[Location annotation dataset excerpts]
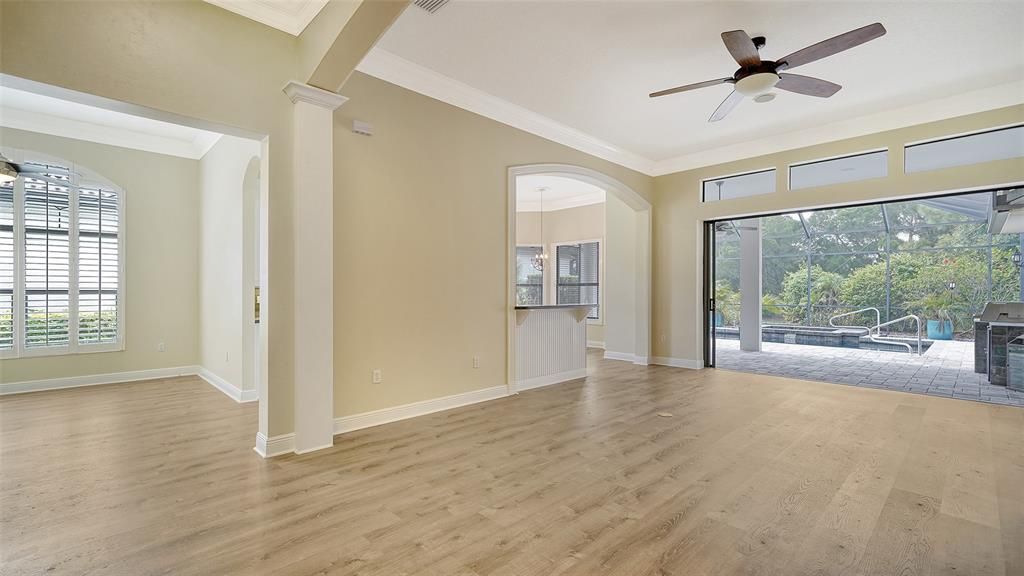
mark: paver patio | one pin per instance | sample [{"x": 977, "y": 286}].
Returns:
[{"x": 945, "y": 369}]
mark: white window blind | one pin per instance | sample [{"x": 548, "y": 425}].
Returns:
[
  {"x": 6, "y": 266},
  {"x": 47, "y": 259},
  {"x": 579, "y": 278},
  {"x": 59, "y": 264},
  {"x": 98, "y": 224}
]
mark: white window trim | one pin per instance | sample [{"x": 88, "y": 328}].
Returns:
[
  {"x": 599, "y": 321},
  {"x": 73, "y": 346}
]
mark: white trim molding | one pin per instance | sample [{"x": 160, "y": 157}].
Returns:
[
  {"x": 232, "y": 392},
  {"x": 299, "y": 92},
  {"x": 396, "y": 70},
  {"x": 677, "y": 362},
  {"x": 96, "y": 379},
  {"x": 385, "y": 415},
  {"x": 626, "y": 357},
  {"x": 549, "y": 379},
  {"x": 274, "y": 446}
]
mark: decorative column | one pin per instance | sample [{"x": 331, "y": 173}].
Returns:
[
  {"x": 750, "y": 285},
  {"x": 312, "y": 208}
]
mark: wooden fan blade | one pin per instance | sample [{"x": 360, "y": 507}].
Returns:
[
  {"x": 832, "y": 46},
  {"x": 678, "y": 89},
  {"x": 807, "y": 85},
  {"x": 741, "y": 47},
  {"x": 726, "y": 107}
]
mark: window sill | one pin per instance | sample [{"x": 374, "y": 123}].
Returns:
[{"x": 64, "y": 351}]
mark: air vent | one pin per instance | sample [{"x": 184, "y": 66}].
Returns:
[{"x": 431, "y": 5}]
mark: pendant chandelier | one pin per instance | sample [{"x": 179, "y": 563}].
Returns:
[{"x": 542, "y": 256}]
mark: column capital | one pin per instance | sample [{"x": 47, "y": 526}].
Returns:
[{"x": 298, "y": 91}]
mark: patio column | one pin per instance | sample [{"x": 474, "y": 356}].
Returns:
[
  {"x": 312, "y": 214},
  {"x": 750, "y": 285}
]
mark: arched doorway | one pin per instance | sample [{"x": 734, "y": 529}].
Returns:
[{"x": 631, "y": 328}]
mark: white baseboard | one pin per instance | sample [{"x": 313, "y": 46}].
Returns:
[
  {"x": 96, "y": 379},
  {"x": 677, "y": 362},
  {"x": 130, "y": 376},
  {"x": 623, "y": 356},
  {"x": 275, "y": 446},
  {"x": 395, "y": 413},
  {"x": 626, "y": 357},
  {"x": 549, "y": 379},
  {"x": 232, "y": 392}
]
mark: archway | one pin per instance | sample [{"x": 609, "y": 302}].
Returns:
[{"x": 636, "y": 346}]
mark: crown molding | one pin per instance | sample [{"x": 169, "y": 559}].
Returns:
[
  {"x": 391, "y": 68},
  {"x": 123, "y": 137},
  {"x": 940, "y": 109},
  {"x": 297, "y": 91},
  {"x": 395, "y": 70},
  {"x": 292, "y": 16}
]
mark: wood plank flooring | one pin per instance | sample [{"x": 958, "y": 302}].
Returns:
[{"x": 749, "y": 476}]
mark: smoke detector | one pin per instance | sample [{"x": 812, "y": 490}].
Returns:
[{"x": 430, "y": 5}]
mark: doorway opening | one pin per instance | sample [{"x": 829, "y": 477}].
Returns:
[{"x": 577, "y": 237}]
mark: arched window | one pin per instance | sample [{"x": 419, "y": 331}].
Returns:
[{"x": 60, "y": 262}]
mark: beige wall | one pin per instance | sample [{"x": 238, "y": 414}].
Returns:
[
  {"x": 188, "y": 58},
  {"x": 421, "y": 218},
  {"x": 161, "y": 273},
  {"x": 678, "y": 212},
  {"x": 559, "y": 227},
  {"x": 224, "y": 331},
  {"x": 621, "y": 286}
]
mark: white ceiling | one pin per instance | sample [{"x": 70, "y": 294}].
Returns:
[
  {"x": 288, "y": 15},
  {"x": 37, "y": 113},
  {"x": 541, "y": 193},
  {"x": 580, "y": 73}
]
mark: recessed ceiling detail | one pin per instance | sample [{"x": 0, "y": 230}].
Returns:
[
  {"x": 581, "y": 76},
  {"x": 288, "y": 15},
  {"x": 46, "y": 115}
]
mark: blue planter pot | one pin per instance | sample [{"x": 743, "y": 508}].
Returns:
[{"x": 940, "y": 330}]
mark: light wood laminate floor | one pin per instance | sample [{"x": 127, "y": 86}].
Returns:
[{"x": 751, "y": 475}]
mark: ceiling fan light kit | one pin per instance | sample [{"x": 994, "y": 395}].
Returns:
[{"x": 756, "y": 78}]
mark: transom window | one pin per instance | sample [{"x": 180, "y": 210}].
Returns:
[{"x": 60, "y": 263}]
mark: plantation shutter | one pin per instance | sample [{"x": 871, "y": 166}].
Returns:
[
  {"x": 528, "y": 281},
  {"x": 98, "y": 268},
  {"x": 579, "y": 276},
  {"x": 47, "y": 258},
  {"x": 6, "y": 265}
]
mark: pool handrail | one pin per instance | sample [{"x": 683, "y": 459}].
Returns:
[
  {"x": 867, "y": 331},
  {"x": 909, "y": 348},
  {"x": 878, "y": 326}
]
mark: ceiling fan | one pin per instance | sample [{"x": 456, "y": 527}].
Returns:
[{"x": 756, "y": 77}]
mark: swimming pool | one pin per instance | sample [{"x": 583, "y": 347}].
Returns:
[{"x": 822, "y": 336}]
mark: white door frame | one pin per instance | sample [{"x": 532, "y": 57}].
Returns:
[{"x": 643, "y": 281}]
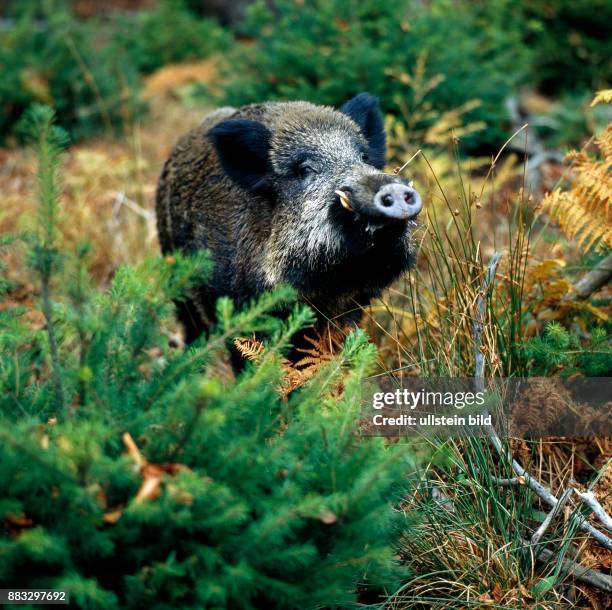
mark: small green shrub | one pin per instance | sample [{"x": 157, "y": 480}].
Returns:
[
  {"x": 58, "y": 60},
  {"x": 90, "y": 70},
  {"x": 168, "y": 33},
  {"x": 570, "y": 43},
  {"x": 327, "y": 51},
  {"x": 245, "y": 500},
  {"x": 560, "y": 351}
]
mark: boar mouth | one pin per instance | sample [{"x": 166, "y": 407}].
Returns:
[{"x": 394, "y": 206}]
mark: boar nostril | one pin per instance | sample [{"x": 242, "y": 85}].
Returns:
[{"x": 387, "y": 200}]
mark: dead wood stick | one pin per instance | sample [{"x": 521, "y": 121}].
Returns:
[
  {"x": 544, "y": 555},
  {"x": 595, "y": 279},
  {"x": 479, "y": 365},
  {"x": 588, "y": 497},
  {"x": 578, "y": 571},
  {"x": 537, "y": 536}
]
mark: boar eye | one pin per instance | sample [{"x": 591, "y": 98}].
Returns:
[{"x": 304, "y": 170}]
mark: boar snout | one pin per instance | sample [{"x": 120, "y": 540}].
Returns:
[
  {"x": 381, "y": 199},
  {"x": 397, "y": 201}
]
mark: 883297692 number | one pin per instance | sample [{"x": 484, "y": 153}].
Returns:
[{"x": 34, "y": 596}]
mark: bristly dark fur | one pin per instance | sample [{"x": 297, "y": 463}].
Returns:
[{"x": 257, "y": 187}]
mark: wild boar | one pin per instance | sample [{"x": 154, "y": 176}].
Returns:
[{"x": 288, "y": 192}]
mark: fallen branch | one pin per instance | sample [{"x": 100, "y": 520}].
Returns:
[
  {"x": 578, "y": 571},
  {"x": 537, "y": 536},
  {"x": 588, "y": 497},
  {"x": 544, "y": 555},
  {"x": 479, "y": 365},
  {"x": 595, "y": 279}
]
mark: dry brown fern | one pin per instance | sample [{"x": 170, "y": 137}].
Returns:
[
  {"x": 584, "y": 212},
  {"x": 249, "y": 348},
  {"x": 323, "y": 346},
  {"x": 602, "y": 97}
]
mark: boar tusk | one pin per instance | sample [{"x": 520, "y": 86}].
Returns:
[{"x": 344, "y": 200}]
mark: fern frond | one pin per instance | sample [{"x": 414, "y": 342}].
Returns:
[
  {"x": 251, "y": 349},
  {"x": 602, "y": 97},
  {"x": 584, "y": 212}
]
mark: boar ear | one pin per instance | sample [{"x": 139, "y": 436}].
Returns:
[
  {"x": 364, "y": 110},
  {"x": 243, "y": 147}
]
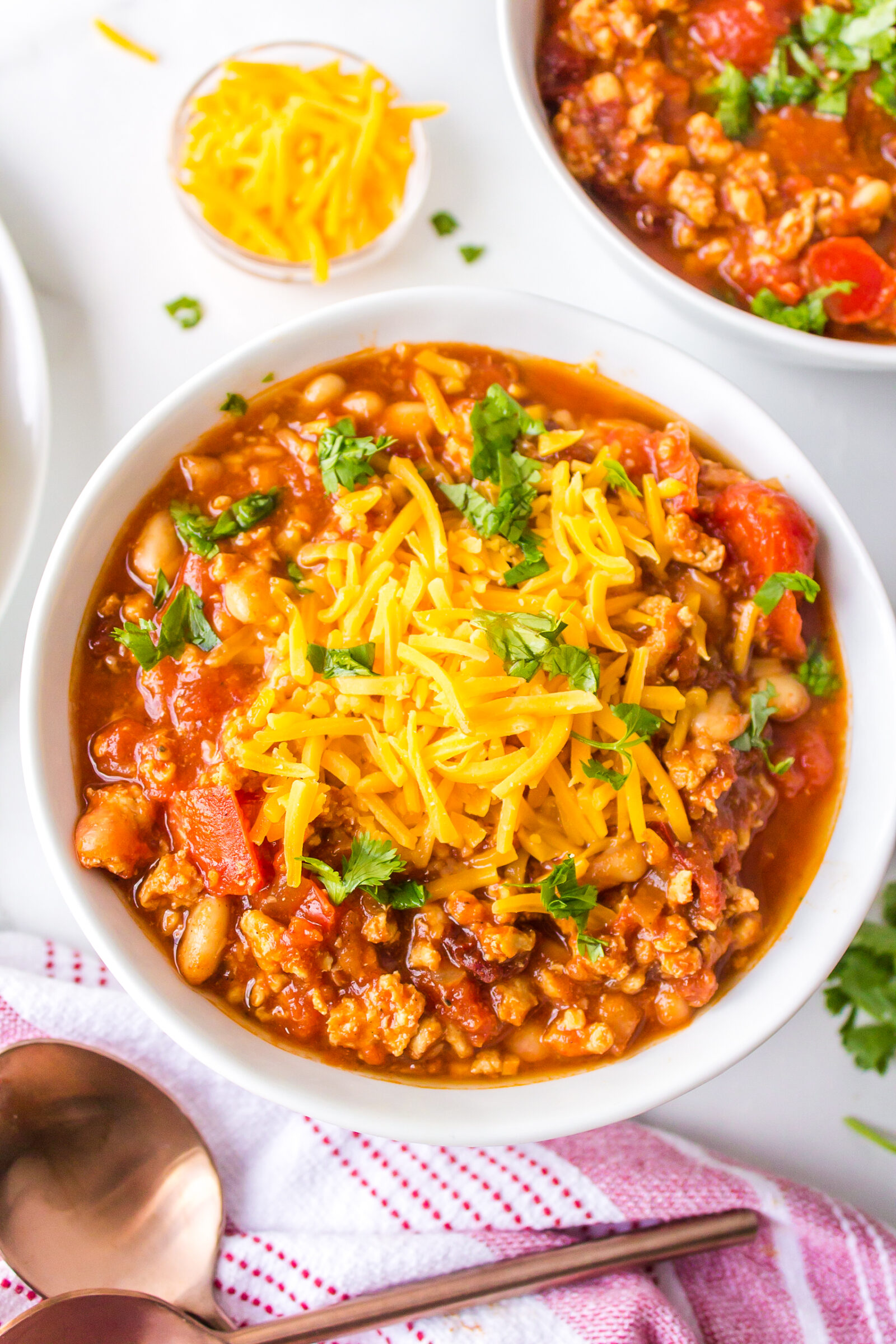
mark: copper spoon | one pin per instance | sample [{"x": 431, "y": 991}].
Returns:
[
  {"x": 133, "y": 1319},
  {"x": 104, "y": 1182},
  {"x": 106, "y": 1186}
]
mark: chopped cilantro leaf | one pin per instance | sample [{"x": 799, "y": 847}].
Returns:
[
  {"x": 402, "y": 895},
  {"x": 772, "y": 592},
  {"x": 605, "y": 773},
  {"x": 344, "y": 456},
  {"x": 298, "y": 580},
  {"x": 530, "y": 566},
  {"x": 640, "y": 722},
  {"x": 809, "y": 315},
  {"x": 202, "y": 534},
  {"x": 162, "y": 590},
  {"x": 354, "y": 662},
  {"x": 581, "y": 667},
  {"x": 444, "y": 223},
  {"x": 370, "y": 865},
  {"x": 735, "y": 106},
  {"x": 183, "y": 623},
  {"x": 520, "y": 639},
  {"x": 497, "y": 421},
  {"x": 194, "y": 529},
  {"x": 864, "y": 983},
  {"x": 186, "y": 311},
  {"x": 754, "y": 737},
  {"x": 618, "y": 478},
  {"x": 563, "y": 898},
  {"x": 777, "y": 86},
  {"x": 640, "y": 726},
  {"x": 819, "y": 673},
  {"x": 334, "y": 885},
  {"x": 234, "y": 405}
]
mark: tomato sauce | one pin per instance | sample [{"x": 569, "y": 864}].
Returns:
[{"x": 466, "y": 983}]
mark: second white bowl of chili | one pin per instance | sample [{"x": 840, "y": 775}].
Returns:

_Exercise:_ Nothing but the lines from the one with "mark: tomato sauce" through the end of the data above should be repeated, each exactly as it stands.

_Solution for this problem:_
mark: tomato sauce | one pin per instance | sample [{"x": 569, "y": 864}].
Returns:
[{"x": 466, "y": 983}]
mark: second white bowl of chili | one pin per instance | sample [{"x": 840, "y": 775}].
Returns:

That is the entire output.